**SUPPLIED DATA:**

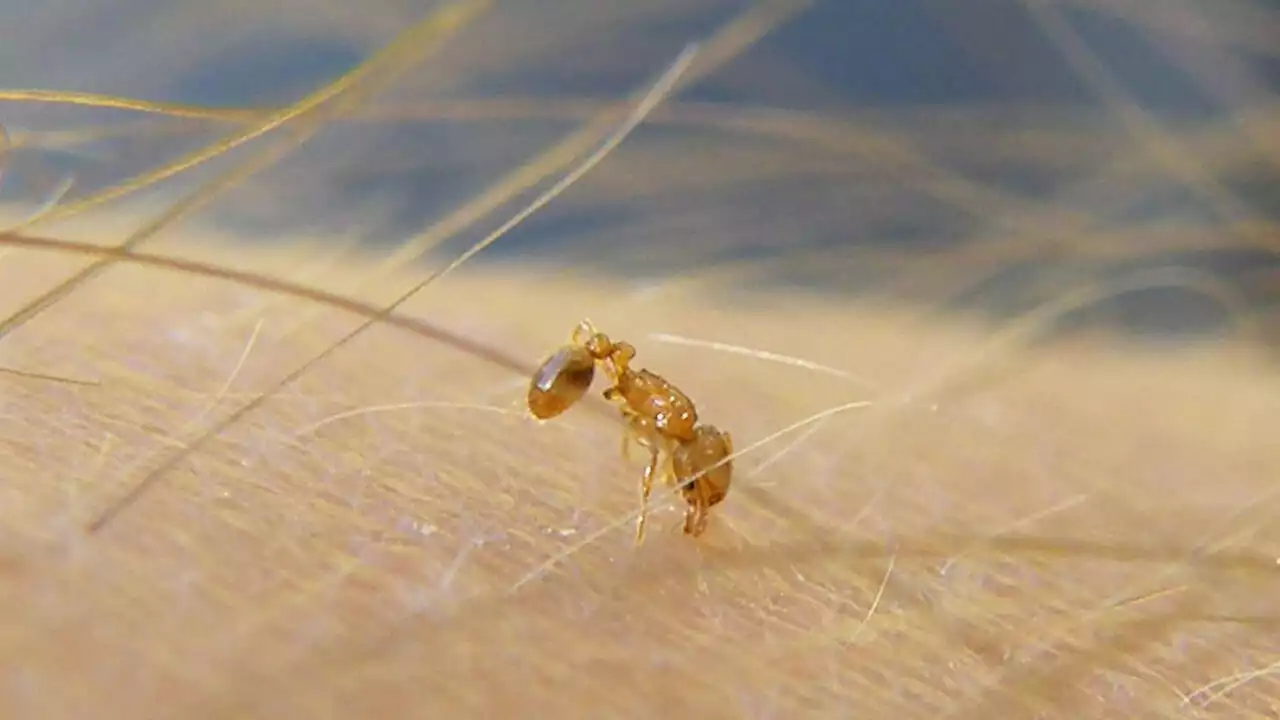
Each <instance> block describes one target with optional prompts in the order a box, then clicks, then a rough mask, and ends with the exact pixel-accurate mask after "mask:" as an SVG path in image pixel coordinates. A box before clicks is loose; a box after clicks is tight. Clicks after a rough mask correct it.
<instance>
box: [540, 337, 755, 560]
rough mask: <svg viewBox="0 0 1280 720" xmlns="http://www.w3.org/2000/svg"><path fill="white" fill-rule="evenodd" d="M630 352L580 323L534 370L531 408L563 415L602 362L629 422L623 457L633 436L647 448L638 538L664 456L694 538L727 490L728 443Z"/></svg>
mask: <svg viewBox="0 0 1280 720" xmlns="http://www.w3.org/2000/svg"><path fill="white" fill-rule="evenodd" d="M635 355H636V350H635V347H634V346H632V345H631V343H628V342H626V341H617V342H614V341H612V340H609V337H608V336H607V334H604V333H602V332H599V331H596V329H595V327H594V325H593V324H591V323H590V320H582V322H581V323H579V325H577V327H576V328H575V329H573V334H572V337H571V342H570V343H568V345H566V346H563V347H561V348H559V350H557V351H556V352H554V354H553V355H552V356H550V357H548V359H547V360H545V361H544V363H543V364H541V365H540V366H539V368H538V372H536V373H534V377H532V379H531V380H530V384H529V411H530V413H531V414H532V416H534V418H536V419H539V420H547V419H550V418H554V416H557V415H559V414H561V413H564V411H566V410H568V409H570V407H571V406H572V405H573V404H576V402H577V401H579V400H581V398H582V396H585V395H586V391H588V389H589V388H590V387H591V382H593V380H594V379H595V368H596V366H600V369H602V370H603V372H604V374H605V375H607V377H608V380H609V383H611V384H609V387H608V388H605V389H604V393H603V395H604V398H605V400H609V401H611V402H613V404H614V405H616V406H617V407H618V411H620V413H621V414H622V419H623V421H625V423H626V424H627V432H626V433H625V434H623V436H622V455H623V457H626V456H627V451H628V450H630V442H632V441H635V442H636V443H637V445H640V446H641V447H644V448H645V450H648V451H649V464H648V465H646V466H645V469H644V475H643V479H641V482H640V518H639V520H637V521H636V543H637V544H639V543H640V542H641V541H644V530H645V520H646V519H648V514H649V495H650V492H652V491H653V480H654V475H655V474H658V471H659V466H660V465H662V459H663V456H666V457H667V460H668V461H669V468H668V469H667V471H666V473H663V477H664V478H667V480H668V484H676V486H678V487H680V493H681V496H682V497H684V498H685V502H686V503H689V509H687V511H686V512H685V534H687V536H691V537H698V536H700V534H701V533H703V530H705V529H707V516H708V511H709V510H710V507H712V506H714V505H717V503H719V502H721V501H722V500H724V496H726V495H728V487H730V482H731V480H732V475H733V464H732V461H731V460H728V457H730V456H731V455H732V454H733V441H732V438H731V437H730V434H728V433H727V432H723V430H721V429H718V428H716V427H714V425H710V424H699V423H698V409H696V407H695V406H694V402H692V400H690V398H689V396H687V395H685V393H684V392H681V389H680V388H677V387H676V386H673V384H672V383H671V382H668V380H667V379H666V378H663V377H662V375H659V374H657V373H653V372H650V370H645V369H639V370H636V369H632V368H631V361H632V360H634V359H635ZM672 478H673V479H675V482H671V480H672Z"/></svg>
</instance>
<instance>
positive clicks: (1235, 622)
mask: <svg viewBox="0 0 1280 720" xmlns="http://www.w3.org/2000/svg"><path fill="white" fill-rule="evenodd" d="M320 252H321V250H319V249H316V247H310V249H308V247H294V249H289V250H280V251H271V252H266V251H262V252H250V251H246V250H244V249H238V250H237V251H236V252H234V254H232V251H229V250H227V246H225V245H224V243H220V242H218V241H216V240H197V241H189V240H188V241H184V242H174V243H170V245H168V246H165V247H160V249H156V254H160V255H164V254H168V255H170V256H182V258H189V259H196V260H198V261H202V263H209V264H212V265H216V266H236V268H239V269H243V270H247V272H251V273H257V274H259V275H262V277H275V278H287V279H288V283H292V286H294V287H301V286H305V287H315V288H323V290H325V291H329V292H332V293H333V295H335V296H343V297H355V299H356V300H357V302H356V304H355V305H357V306H358V305H360V302H364V304H365V305H364V306H365V307H376V306H379V305H383V304H385V302H387V301H389V300H390V299H393V297H394V296H396V295H397V293H398V292H399V291H401V290H402V288H404V287H408V286H411V284H412V283H413V282H416V281H417V279H419V277H420V275H416V274H413V273H412V272H402V273H399V274H398V275H394V277H392V278H390V279H384V281H383V282H379V283H374V284H371V286H370V284H369V282H367V281H369V277H370V274H369V273H370V270H369V269H367V268H365V265H364V264H362V263H358V261H347V263H340V264H335V263H321V264H317V266H312V268H308V266H307V265H306V263H305V260H306V259H308V258H312V259H314V258H315V256H316V255H317V254H320ZM91 260H92V258H91V256H90V255H88V254H87V252H86V251H61V252H54V251H49V250H47V249H46V250H44V251H37V250H32V249H18V250H12V252H10V254H9V255H8V256H6V258H4V259H3V261H0V311H4V313H9V311H12V310H14V309H15V307H17V306H18V305H19V304H20V302H22V301H23V300H24V299H27V297H29V296H32V295H33V293H36V292H38V291H41V290H44V288H46V287H50V286H51V284H54V283H55V282H58V281H59V279H61V278H64V277H67V275H68V274H69V273H70V272H73V270H74V269H76V268H79V266H83V265H84V264H86V263H88V261H91ZM205 275H207V273H206V274H204V275H202V274H201V273H200V272H198V270H192V269H191V268H188V269H182V268H173V266H168V268H166V266H161V264H159V263H150V264H148V263H145V261H134V260H128V259H125V260H122V261H118V263H115V264H114V265H111V266H110V268H109V269H108V270H106V272H105V273H104V274H102V275H100V277H99V278H97V279H95V281H92V282H90V283H86V284H84V286H83V287H81V288H78V290H76V291H74V292H72V293H70V295H69V296H68V297H67V299H65V300H63V301H60V302H59V304H58V305H55V306H54V307H52V309H50V310H47V311H45V313H44V314H41V315H40V316H38V318H37V319H35V320H32V322H31V323H28V324H26V325H24V327H22V328H19V329H18V331H15V332H14V333H13V334H10V336H9V337H6V338H5V341H4V348H5V352H4V356H3V364H4V365H5V366H8V368H14V369H22V370H38V372H41V373H45V374H49V375H59V377H67V378H77V379H81V380H92V382H96V383H97V384H90V386H84V384H68V383H59V382H54V380H47V379H37V378H29V377H12V375H10V377H0V383H3V386H4V411H3V415H0V443H3V447H4V452H3V454H0V477H3V478H4V491H3V492H4V495H3V502H0V512H3V519H0V521H3V527H4V534H3V538H0V542H3V546H0V553H3V555H0V557H3V560H0V566H3V573H4V592H3V593H0V610H3V612H4V615H3V616H4V618H5V620H4V624H3V625H0V626H3V633H4V634H3V642H0V698H3V700H0V707H3V711H4V712H3V714H4V716H6V717H49V719H60V717H102V719H110V717H131V719H138V717H357V716H358V717H392V716H394V717H406V716H422V717H428V716H430V717H445V716H449V717H472V716H515V715H520V716H534V715H536V716H575V717H586V716H593V717H594V716H600V717H657V716H672V717H681V716H700V717H772V716H800V715H801V714H803V715H805V716H856V717H886V719H888V717H895V719H901V717H973V719H979V717H1147V716H1151V717H1157V716H1160V717H1169V716H1174V715H1178V714H1180V715H1181V716H1188V717H1268V716H1274V715H1271V714H1274V712H1276V711H1277V708H1280V706H1277V701H1276V700H1275V698H1276V697H1280V693H1277V691H1276V688H1277V679H1276V674H1275V673H1271V674H1270V675H1268V674H1267V667H1268V666H1270V665H1271V664H1274V662H1275V661H1276V657H1280V618H1277V616H1276V614H1275V598H1276V597H1280V594H1277V593H1280V569H1277V565H1276V562H1277V561H1276V559H1277V557H1280V530H1277V528H1276V525H1275V523H1274V521H1270V519H1271V518H1274V516H1275V511H1276V510H1277V502H1276V500H1275V497H1274V495H1275V487H1274V478H1277V477H1280V452H1277V451H1276V448H1275V445H1274V442H1271V439H1272V437H1271V436H1272V434H1274V433H1270V432H1268V429H1270V428H1274V427H1275V421H1276V419H1277V418H1280V400H1277V398H1280V392H1277V391H1280V387H1277V384H1280V383H1277V379H1276V377H1275V374H1274V370H1271V369H1270V368H1268V366H1267V365H1266V364H1265V363H1263V361H1262V360H1261V359H1260V357H1257V354H1256V352H1254V351H1252V350H1251V348H1249V347H1248V346H1244V345H1217V346H1211V347H1206V348H1198V350H1187V351H1179V352H1172V351H1161V352H1144V351H1139V350H1134V348H1126V347H1124V346H1123V345H1120V343H1119V342H1116V341H1110V342H1105V343H1100V342H1076V343H1065V342H1059V343H1051V345H1044V346H1039V347H1037V348H1027V347H1009V346H1000V347H992V346H989V345H987V341H988V340H989V338H991V337H992V328H989V327H979V325H978V324H965V323H961V322H960V320H948V319H938V316H937V315H932V316H931V319H927V320H924V319H922V315H920V314H918V313H913V311H909V310H906V309H902V307H893V306H888V305H881V306H874V305H872V304H865V302H864V304H858V305H855V304H854V302H852V301H851V300H840V299H829V297H823V299H815V297H804V296H796V295H785V293H781V292H772V293H767V292H764V291H755V292H753V293H749V295H744V293H742V291H739V292H737V293H736V295H733V296H732V297H730V296H728V295H727V293H726V291H723V288H717V287H714V286H703V284H698V283H692V284H687V283H686V284H684V286H677V284H669V286H654V287H649V288H640V290H643V292H635V288H631V287H626V286H620V284H617V283H611V282H608V281H607V279H600V278H590V277H588V275H585V274H581V273H580V274H573V273H567V274H566V273H534V272H531V270H513V269H506V270H502V269H476V270H472V272H468V273H458V274H454V275H449V277H445V278H443V279H442V281H440V282H439V283H436V284H434V286H431V287H430V288H429V290H428V291H425V292H422V293H421V295H420V296H419V297H416V299H415V300H412V301H410V302H408V304H406V306H404V307H402V309H401V313H402V315H403V316H406V318H415V319H417V320H419V322H421V323H429V324H430V325H433V327H438V328H444V329H445V331H448V332H449V333H454V334H456V336H458V337H462V338H466V340H467V341H468V342H472V343H476V345H477V346H481V347H485V348H488V351H489V352H490V357H489V359H481V357H477V356H476V354H475V352H474V351H465V350H460V348H458V347H457V346H454V345H451V343H449V342H447V341H443V340H439V338H438V337H436V338H433V337H426V336H424V334H422V333H421V332H417V331H415V329H413V323H399V324H397V325H390V324H388V323H375V324H374V325H372V327H370V328H369V329H367V331H365V332H364V333H361V334H360V336H357V338H356V340H355V341H352V342H349V343H348V345H346V346H344V347H342V348H340V350H338V351H335V352H334V354H333V355H332V356H329V357H328V359H325V360H323V361H320V363H319V364H316V365H315V366H311V368H310V369H307V370H306V372H305V373H302V375H301V378H300V379H298V380H297V382H294V383H291V384H288V386H285V387H283V388H279V389H276V391H274V392H273V397H271V398H269V400H266V401H265V402H261V404H260V405H259V406H257V407H255V409H253V410H252V411H250V413H247V414H244V415H243V416H241V418H238V419H237V420H236V421H232V423H225V421H224V420H225V419H227V418H229V416H230V415H232V414H233V413H236V411H237V409H239V407H242V406H243V405H246V404H248V402H251V401H253V400H255V397H256V396H257V395H260V393H262V392H268V391H273V386H275V384H276V383H278V380H279V379H280V378H283V377H287V375H288V374H291V373H292V372H293V370H296V369H297V368H300V366H302V365H303V364H305V363H307V361H308V360H310V359H312V357H314V356H316V355H317V354H320V352H323V351H324V350H325V348H326V347H328V346H330V345H332V343H333V342H334V341H337V340H338V338H340V337H342V336H343V334H346V333H347V332H348V331H351V329H353V328H356V327H358V325H360V324H361V323H364V322H365V320H366V319H367V318H365V316H362V315H361V310H360V309H358V307H355V309H353V307H351V306H346V307H338V306H334V305H333V304H326V302H325V301H323V300H317V299H316V297H302V296H300V295H297V293H296V292H292V291H289V290H288V288H285V290H280V288H275V290H262V288H261V287H257V286H255V284H253V283H252V282H248V281H246V279H244V278H239V279H228V278H210V277H205ZM288 283H287V284H288ZM140 287H146V288H147V292H146V293H142V292H138V288H140ZM361 287H362V288H364V290H360V291H356V290H353V288H361ZM620 288H621V290H620ZM145 297H146V299H147V300H145ZM157 297H159V299H164V301H163V302H155V301H154V299H157ZM531 299H536V300H531ZM584 315H588V316H590V319H591V320H593V322H594V323H595V324H596V325H599V327H600V328H602V329H605V331H607V332H609V333H611V334H613V336H614V337H617V338H625V340H628V341H630V342H632V343H634V345H636V347H637V350H639V354H637V364H639V365H640V366H648V368H650V369H654V370H657V372H660V373H662V374H664V375H666V377H667V378H668V379H671V380H672V382H676V383H677V384H678V386H680V387H681V388H682V389H684V391H686V392H687V393H689V395H690V396H691V397H692V398H694V400H695V401H696V402H698V405H699V411H700V414H701V416H703V418H704V419H705V420H708V421H713V423H716V424H717V425H719V427H723V428H724V429H727V430H730V432H732V433H733V437H735V445H736V447H737V450H740V451H745V452H744V455H741V457H740V459H737V461H736V466H735V484H733V487H732V489H731V492H730V496H728V498H727V500H726V501H724V502H723V503H721V505H718V506H717V507H714V509H713V511H712V518H710V525H709V529H708V532H707V533H705V534H704V536H703V537H701V538H698V539H691V538H687V537H685V536H682V534H681V533H680V530H678V528H680V524H681V509H680V507H678V506H677V502H676V501H675V500H672V496H671V495H668V493H664V492H660V491H659V492H658V493H657V497H655V501H654V503H655V512H654V515H653V516H652V519H650V527H649V534H648V539H646V542H645V543H644V544H643V546H641V547H635V546H634V543H632V534H634V533H632V528H634V515H635V509H636V500H637V486H639V479H640V471H641V468H643V460H641V459H640V457H639V456H636V457H632V459H630V460H626V459H623V457H621V456H620V452H618V445H620V432H621V425H620V423H618V421H617V418H616V414H613V413H611V411H609V410H608V406H607V405H605V404H603V402H599V401H598V400H593V401H590V402H584V404H582V405H580V406H576V407H575V409H572V410H571V411H570V413H567V414H566V415H563V416H561V418H557V419H554V420H552V421H547V423H541V424H539V423H535V421H532V420H530V419H527V418H525V416H524V415H522V407H521V402H522V398H524V392H525V387H526V383H527V372H531V370H532V368H535V366H536V364H538V361H539V360H541V357H543V356H545V355H547V354H548V352H550V351H552V350H554V347H556V346H558V345H559V343H562V342H564V341H566V340H567V338H568V334H570V332H571V331H572V327H573V324H576V323H577V322H579V320H580V319H582V316H584ZM424 327H425V325H424ZM654 333H667V334H668V336H681V337H689V338H701V340H710V341H717V342H723V343H733V345H740V346H750V347H754V348H759V350H765V351H769V352H774V354H785V355H788V356H795V357H803V359H804V360H806V361H809V363H812V364H818V365H822V366H824V368H827V370H815V369H813V368H812V366H810V368H801V366H795V365H787V364H785V363H780V361H776V360H767V359H762V357H751V356H744V355H736V354H730V352H722V351H716V350H710V348H705V347H694V346H682V345H675V343H671V342H663V341H662V338H660V337H654ZM494 359H497V360H498V361H494ZM502 363H507V364H508V365H509V366H504V365H503V364H502ZM522 366H524V370H522V369H521V368H522ZM983 369H984V370H983ZM835 370H838V372H835ZM975 370H983V372H982V373H977V375H980V378H982V379H980V382H970V383H968V384H966V383H964V382H960V380H963V379H964V378H965V377H973V375H974V372H975ZM522 373H524V374H522ZM855 378H856V379H855ZM933 380H940V382H933ZM956 388H959V389H956ZM598 389H599V388H598ZM859 400H869V401H872V405H870V406H869V407H859V409H849V410H847V411H844V413H838V414H835V415H831V416H829V418H828V419H827V420H826V421H824V423H822V424H810V425H805V427H801V428H799V429H795V430H792V432H790V433H788V434H785V436H781V437H777V438H774V439H772V441H769V442H765V443H763V445H760V446H756V443H758V442H760V441H762V439H764V438H767V437H768V436H771V434H772V433H774V432H776V430H780V429H782V428H786V427H787V425H791V424H794V423H796V421H797V420H801V419H804V418H806V416H810V415H813V414H815V413H819V411H823V410H827V409H831V407H835V406H838V405H841V404H851V402H854V401H859ZM361 409H365V410H364V411H362V413H357V411H358V410H361ZM339 414H346V415H344V416H339ZM223 425H225V427H223ZM813 428H817V430H815V432H813V433H812V434H805V433H806V430H810V429H813ZM210 429H212V430H214V432H212V433H211V434H209V437H204V436H206V433H207V432H209V430H210ZM192 442H198V446H197V447H196V448H193V450H192V448H189V447H186V446H189V445H191V443H192ZM175 454H177V455H175ZM175 456H177V457H180V459H179V460H178V461H177V462H175V464H174V465H172V468H170V469H169V470H168V471H165V473H163V474H161V475H159V477H157V478H156V479H155V482H154V483H152V484H150V486H147V488H148V489H147V491H146V492H143V493H142V495H141V496H138V498H137V501H136V502H133V503H131V505H128V506H127V507H123V509H122V510H120V512H119V514H118V515H113V516H111V519H110V520H109V521H108V523H105V524H102V525H101V527H99V528H96V530H93V532H90V530H87V529H86V528H88V527H91V524H92V521H93V520H95V518H100V516H101V514H102V512H104V510H105V509H108V507H111V505H113V502H115V501H118V500H119V498H122V497H124V493H127V491H128V489H129V488H131V487H133V486H134V484H136V483H138V482H140V480H141V479H143V478H145V477H147V473H148V471H150V470H151V469H154V468H157V466H161V464H164V462H166V461H168V460H170V459H173V457H175ZM1251 671H1252V673H1254V674H1253V675H1249V673H1251ZM1224 678H1226V679H1228V680H1225V682H1222V683H1219V684H1213V683H1215V682H1217V680H1221V679H1224ZM1231 678H1235V680H1231ZM1197 691H1199V692H1197Z"/></svg>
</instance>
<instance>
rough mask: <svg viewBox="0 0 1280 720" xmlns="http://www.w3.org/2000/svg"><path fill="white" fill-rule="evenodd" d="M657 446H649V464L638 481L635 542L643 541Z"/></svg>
mask: <svg viewBox="0 0 1280 720" xmlns="http://www.w3.org/2000/svg"><path fill="white" fill-rule="evenodd" d="M658 460H659V454H658V447H657V446H655V445H650V446H649V464H648V465H646V466H645V469H644V479H643V480H641V482H640V518H639V520H636V544H640V543H641V542H644V525H645V521H646V520H648V519H649V495H650V493H652V492H653V475H654V473H657V471H658Z"/></svg>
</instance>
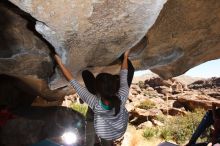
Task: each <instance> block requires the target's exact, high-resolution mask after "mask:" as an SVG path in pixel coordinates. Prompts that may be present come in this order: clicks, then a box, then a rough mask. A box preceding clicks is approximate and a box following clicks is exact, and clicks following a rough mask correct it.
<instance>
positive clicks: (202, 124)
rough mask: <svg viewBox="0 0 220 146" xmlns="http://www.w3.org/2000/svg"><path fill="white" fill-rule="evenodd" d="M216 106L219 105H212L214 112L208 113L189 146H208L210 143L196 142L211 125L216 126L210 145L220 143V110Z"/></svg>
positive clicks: (198, 126) (204, 116)
mask: <svg viewBox="0 0 220 146" xmlns="http://www.w3.org/2000/svg"><path fill="white" fill-rule="evenodd" d="M216 106H217V104H215V103H212V110H209V111H207V112H206V114H205V116H204V117H203V119H202V121H201V122H200V124H199V126H198V127H197V129H196V131H195V132H194V133H193V135H192V137H191V139H190V141H189V143H188V144H187V146H196V145H200V146H203V145H204V146H206V145H207V144H208V143H204V144H202V143H201V144H196V141H197V139H198V138H199V136H200V135H201V134H202V133H203V132H204V131H205V129H206V128H208V127H210V126H211V125H213V126H214V130H213V132H212V138H211V143H209V145H214V144H217V143H220V108H216Z"/></svg>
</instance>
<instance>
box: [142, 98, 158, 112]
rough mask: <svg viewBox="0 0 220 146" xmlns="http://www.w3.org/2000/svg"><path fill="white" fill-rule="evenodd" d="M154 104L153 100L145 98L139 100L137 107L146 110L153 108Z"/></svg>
mask: <svg viewBox="0 0 220 146" xmlns="http://www.w3.org/2000/svg"><path fill="white" fill-rule="evenodd" d="M155 106H156V104H155V103H154V102H153V101H151V100H149V99H146V100H145V101H143V102H141V103H140V105H139V106H138V107H139V108H141V109H146V110H147V109H151V108H154V107H155Z"/></svg>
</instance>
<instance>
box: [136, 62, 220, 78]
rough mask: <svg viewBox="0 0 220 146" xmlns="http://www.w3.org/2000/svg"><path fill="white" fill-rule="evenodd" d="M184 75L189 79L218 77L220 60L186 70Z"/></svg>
mask: <svg viewBox="0 0 220 146" xmlns="http://www.w3.org/2000/svg"><path fill="white" fill-rule="evenodd" d="M149 72H150V71H148V70H145V71H137V72H135V76H139V75H143V74H146V73H149ZM185 75H188V76H191V77H202V78H210V77H220V59H216V60H212V61H208V62H205V63H203V64H200V65H198V66H196V67H194V68H192V69H190V70H188V71H187V72H186V73H185Z"/></svg>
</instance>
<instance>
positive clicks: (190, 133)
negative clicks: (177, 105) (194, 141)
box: [160, 109, 205, 144]
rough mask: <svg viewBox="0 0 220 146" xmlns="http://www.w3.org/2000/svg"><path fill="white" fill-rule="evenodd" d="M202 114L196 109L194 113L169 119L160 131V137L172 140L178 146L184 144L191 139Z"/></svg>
mask: <svg viewBox="0 0 220 146" xmlns="http://www.w3.org/2000/svg"><path fill="white" fill-rule="evenodd" d="M204 113H205V112H204V110H200V109H198V110H196V111H195V112H192V113H187V114H186V115H185V116H176V117H173V118H172V119H169V120H168V121H167V123H166V126H165V127H164V128H163V129H162V130H161V133H160V137H161V138H163V139H165V140H173V141H175V142H176V143H178V144H183V143H185V142H186V141H188V140H189V139H190V138H191V136H192V134H193V132H194V131H195V129H196V128H197V126H198V125H199V123H200V121H201V119H202V117H203V115H204Z"/></svg>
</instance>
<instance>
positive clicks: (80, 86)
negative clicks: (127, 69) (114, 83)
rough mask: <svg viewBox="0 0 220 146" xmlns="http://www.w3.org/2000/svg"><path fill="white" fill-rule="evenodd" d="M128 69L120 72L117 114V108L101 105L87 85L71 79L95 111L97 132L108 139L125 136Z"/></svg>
mask: <svg viewBox="0 0 220 146" xmlns="http://www.w3.org/2000/svg"><path fill="white" fill-rule="evenodd" d="M127 74H128V70H127V69H124V70H121V72H120V88H119V91H118V97H119V98H120V100H121V106H120V112H119V113H118V114H117V115H116V116H115V109H114V108H113V109H112V110H105V109H103V108H102V106H101V105H100V98H98V97H97V96H96V95H93V94H91V93H90V92H89V91H88V90H87V89H86V88H85V87H82V86H81V85H80V84H79V83H78V82H77V81H76V80H71V81H70V84H71V85H72V86H73V87H74V89H75V90H76V92H77V93H78V95H79V96H80V97H81V99H82V100H83V101H84V102H86V103H87V104H88V106H89V107H90V108H91V109H93V111H94V127H95V130H96V134H97V135H98V136H99V137H101V138H103V139H106V140H115V139H117V138H120V137H121V136H123V134H124V133H125V131H126V129H127V123H128V111H127V110H126V108H125V103H126V100H127V97H128V94H129V87H128V83H127Z"/></svg>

**ASSIGNED TASK:** Give the count of lines above that include the word "target", stating no other information.

**THE ANSWER:** 2